● What you have to do: Copy out every item below word for word, leaving out the pictures.

>>>>>

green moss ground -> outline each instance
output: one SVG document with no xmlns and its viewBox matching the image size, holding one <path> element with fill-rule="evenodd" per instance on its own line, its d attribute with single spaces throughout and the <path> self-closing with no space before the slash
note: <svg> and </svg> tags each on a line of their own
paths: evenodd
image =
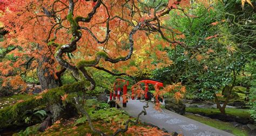
<svg viewBox="0 0 256 136">
<path fill-rule="evenodd" d="M 33 96 L 28 94 L 17 94 L 9 97 L 0 98 L 0 109 L 14 105 L 20 100 L 26 100 Z"/>
<path fill-rule="evenodd" d="M 185 116 L 216 128 L 221 130 L 227 131 L 228 132 L 232 132 L 232 133 L 235 135 L 248 135 L 248 132 L 246 130 L 235 127 L 231 123 L 230 123 L 218 121 L 212 119 L 196 116 L 191 114 L 186 114 L 185 115 Z"/>
<path fill-rule="evenodd" d="M 217 108 L 186 107 L 186 111 L 196 114 L 204 113 L 206 115 L 220 114 L 220 112 Z M 251 115 L 249 110 L 246 109 L 226 108 L 226 113 L 227 115 L 234 115 L 243 118 L 250 118 Z"/>
</svg>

<<<<<

● Exercise result:
green moss ground -> outline each instance
output: one SVG document with no xmlns and its viewBox matching the image size, holding one <path> element with fill-rule="evenodd" per instance on its own line, its d attribute with single spaces throughout and the <path> self-closing with no space before the slash
note: <svg> and </svg> tags each on a line of their own
paths: evenodd
image =
<svg viewBox="0 0 256 136">
<path fill-rule="evenodd" d="M 33 96 L 28 94 L 17 94 L 9 97 L 0 98 L 0 109 L 14 105 L 20 100 L 26 100 Z"/>
<path fill-rule="evenodd" d="M 185 116 L 216 128 L 221 130 L 227 131 L 228 132 L 232 132 L 232 133 L 235 135 L 248 135 L 248 132 L 246 130 L 235 127 L 231 123 L 230 123 L 218 121 L 212 119 L 196 116 L 191 114 L 186 114 L 185 115 Z"/>
<path fill-rule="evenodd" d="M 217 108 L 186 107 L 186 111 L 196 114 L 204 113 L 206 115 L 220 114 L 220 112 Z M 251 115 L 249 110 L 246 109 L 226 108 L 226 113 L 227 115 L 234 115 L 243 118 L 250 118 Z"/>
</svg>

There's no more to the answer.